Gegebener Text ::
>>>

Beschreibung
Haben Kinder erst einmal eine Wahrnehmungsstörung entwickelt, so fallen sie auf unterschiedlichste Weise auf: Sie zappeln und stolpern, sie gebärden sich reizbar und launisch, sie reagieren langsam und sind ungeschickt. Die reichhaltige Sammlung von Spielen und Übungen im Buch regt bei kleinen wie größeren Kindern alle Sinne an. Wahrnehmung mit allen Sinnen ist die grundlegende Voraussetzung für Bewegung, Denken, Handeln, Verhalten und Sprache. Der logische Schluß daraus: Wenn die Wahrnehmung gestört ist, äußert sich das durch Auffälligkeiten in der Bewegung, im sozialen Verhalten, in der Sprache, in den emotionalen Äußerungen. Mit Ungezogenheit, Bosheit oder Faulheit hat das ebenso wenig zu tun wie mit schlechter Erziehung. Dieses Buch will Eltern und Erziehern ein Gespür für solche Zusammenhänge geben. Sie erfahren, an welchen Anzeichen sie mögliche Wahrnehmungsstörungen bei Kindern erkennen. Anhand von einfachen Experimenten erleben sie hautnah, wie sich betroffene Kinder fühlen. Von da ist der Weg zu einer "sinnvollen" Förderung im Alltag nicht mehr weit. Nicht zuletzt stellt das Buch wichtige Hilfs- und Fördermöglichkeiten vor und führt eine Fülle von nützlichen Adressen an.

<<<

Daten zur Analyse ::
>>>

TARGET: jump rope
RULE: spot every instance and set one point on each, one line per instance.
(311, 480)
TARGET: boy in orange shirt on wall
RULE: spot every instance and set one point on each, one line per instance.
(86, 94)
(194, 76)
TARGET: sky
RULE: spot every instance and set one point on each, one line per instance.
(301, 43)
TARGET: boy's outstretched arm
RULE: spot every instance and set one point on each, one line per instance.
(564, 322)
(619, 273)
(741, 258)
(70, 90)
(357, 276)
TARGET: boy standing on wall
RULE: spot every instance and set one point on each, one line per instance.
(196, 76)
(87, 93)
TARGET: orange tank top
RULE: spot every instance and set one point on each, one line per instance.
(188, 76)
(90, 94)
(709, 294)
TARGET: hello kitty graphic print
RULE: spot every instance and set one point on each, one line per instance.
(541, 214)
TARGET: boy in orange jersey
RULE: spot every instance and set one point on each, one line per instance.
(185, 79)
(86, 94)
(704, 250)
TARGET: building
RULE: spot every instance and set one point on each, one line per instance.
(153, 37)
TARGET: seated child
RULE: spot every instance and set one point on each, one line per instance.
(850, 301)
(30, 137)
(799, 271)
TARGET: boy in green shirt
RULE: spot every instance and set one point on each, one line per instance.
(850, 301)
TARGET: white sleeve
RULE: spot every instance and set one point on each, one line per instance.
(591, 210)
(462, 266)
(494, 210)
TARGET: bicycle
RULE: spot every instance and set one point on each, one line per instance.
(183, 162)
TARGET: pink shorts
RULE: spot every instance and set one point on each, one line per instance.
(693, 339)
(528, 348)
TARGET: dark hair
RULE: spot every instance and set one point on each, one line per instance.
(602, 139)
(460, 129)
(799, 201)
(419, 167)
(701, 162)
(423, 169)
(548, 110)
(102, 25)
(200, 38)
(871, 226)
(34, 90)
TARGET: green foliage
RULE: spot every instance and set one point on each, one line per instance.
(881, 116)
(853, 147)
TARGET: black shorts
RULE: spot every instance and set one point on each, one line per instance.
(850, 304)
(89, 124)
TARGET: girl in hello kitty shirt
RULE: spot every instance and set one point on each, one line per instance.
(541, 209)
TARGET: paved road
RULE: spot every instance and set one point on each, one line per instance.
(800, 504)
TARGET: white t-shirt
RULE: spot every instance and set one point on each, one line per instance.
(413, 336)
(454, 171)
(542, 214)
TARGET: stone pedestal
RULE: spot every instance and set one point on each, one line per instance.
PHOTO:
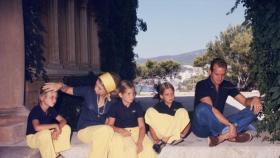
(12, 112)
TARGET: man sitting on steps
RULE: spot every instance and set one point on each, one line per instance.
(210, 98)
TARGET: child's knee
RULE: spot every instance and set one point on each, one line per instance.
(107, 130)
(66, 128)
(44, 136)
(182, 112)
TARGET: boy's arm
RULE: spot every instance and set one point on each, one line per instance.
(61, 121)
(142, 130)
(55, 86)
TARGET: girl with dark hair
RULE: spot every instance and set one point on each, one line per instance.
(168, 120)
(127, 119)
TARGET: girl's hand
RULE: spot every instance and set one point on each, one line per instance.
(232, 131)
(125, 133)
(139, 147)
(52, 86)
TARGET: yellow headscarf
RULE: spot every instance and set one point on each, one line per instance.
(108, 82)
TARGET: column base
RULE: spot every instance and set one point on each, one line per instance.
(13, 125)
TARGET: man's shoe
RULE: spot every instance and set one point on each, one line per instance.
(242, 138)
(175, 142)
(157, 147)
(213, 141)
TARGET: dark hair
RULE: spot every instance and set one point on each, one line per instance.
(125, 84)
(219, 61)
(164, 86)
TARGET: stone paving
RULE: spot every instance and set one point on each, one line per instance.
(192, 147)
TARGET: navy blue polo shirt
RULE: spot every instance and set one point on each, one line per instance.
(161, 107)
(44, 118)
(126, 117)
(90, 113)
(206, 88)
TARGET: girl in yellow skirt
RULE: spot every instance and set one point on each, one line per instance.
(91, 124)
(46, 129)
(168, 121)
(126, 118)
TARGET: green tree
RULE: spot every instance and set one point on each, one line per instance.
(234, 46)
(264, 17)
(119, 25)
(33, 40)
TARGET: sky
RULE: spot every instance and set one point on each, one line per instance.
(180, 26)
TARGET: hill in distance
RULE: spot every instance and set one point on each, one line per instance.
(184, 58)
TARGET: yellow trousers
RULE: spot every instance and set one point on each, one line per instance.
(125, 147)
(98, 138)
(167, 126)
(46, 145)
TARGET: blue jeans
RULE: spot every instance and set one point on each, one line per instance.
(205, 123)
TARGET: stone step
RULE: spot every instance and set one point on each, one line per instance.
(194, 147)
(19, 152)
(8, 120)
(13, 133)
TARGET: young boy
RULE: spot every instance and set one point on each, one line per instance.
(46, 129)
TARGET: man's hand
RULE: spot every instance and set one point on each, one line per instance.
(232, 131)
(139, 146)
(256, 105)
(125, 133)
(52, 86)
(56, 132)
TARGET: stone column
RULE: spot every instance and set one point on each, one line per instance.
(94, 45)
(70, 33)
(84, 34)
(12, 111)
(53, 51)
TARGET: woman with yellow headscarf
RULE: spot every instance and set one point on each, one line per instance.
(91, 124)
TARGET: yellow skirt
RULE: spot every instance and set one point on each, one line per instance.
(98, 138)
(125, 147)
(46, 145)
(167, 126)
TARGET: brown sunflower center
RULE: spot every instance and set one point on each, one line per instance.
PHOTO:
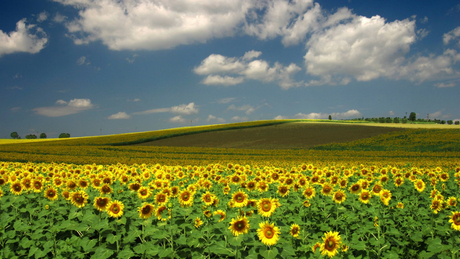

<<<

Aufgabe 1 ::
Zählen Sie alle Bereiche auf, für die laut dem gegebenen Text die Wahrnehmung mit allen Sinnen die grundlegende Voraussetzung ist.
Aufgabe 2 ::
Fassen Sie die Buchbeschreibung zu Wahrnehmungsstörungen bei Kindern in zwei Sätzen zusammen.
Aufgabe 3 ::
Setzen Sie die Buchbeschreibung über Wahrnehmungsstörungen bei Kindern nach ihrem letzten Satz fort.

Erwartete Antwort 1 ::
- Bewegung
- Denken
- Handeln
- Verhalten
- Sprache

Erwartete Antwort 2 ::
Wahrnehmungsstörungen zeigen sich bei Kindern durch Auffälligkeiten in Bewegung, sozialem Verhalten, Sprache und emotionalen Äußerungen, die weder mit Ungezogenheit noch mit schlechter Erziehung zu tun haben. Das Buch bietet Spiele und Übungen für alle Sinne, zeigt Eltern und Erziehern Anzeichen solcher Störungen und lässt sie in einfachen Experimenten erleben, wie sich betroffene Kinder fühlen, und es stellt Fördermöglichkeiten sowie nützliche Adressen vor.

Erwartete Antwort 3 ::
Autorenportrait
Rita Steininger hat Ethnologie (M.A.), Politikwissenschaft, Anthropologie und Humangenetik studiert und eine Journalistenausbildung absolviert, die ihr besonderes Interesse am Thema Kommunikation geweckt hat. Heute arbeitet sie hauptsächlich als freie Lektorin und Sachbuch- Autorin mit den Schwerpunkten Erziehung, Gesundheit und Entwicklungsförderung. Sie ist Mutter von zwei Kindern.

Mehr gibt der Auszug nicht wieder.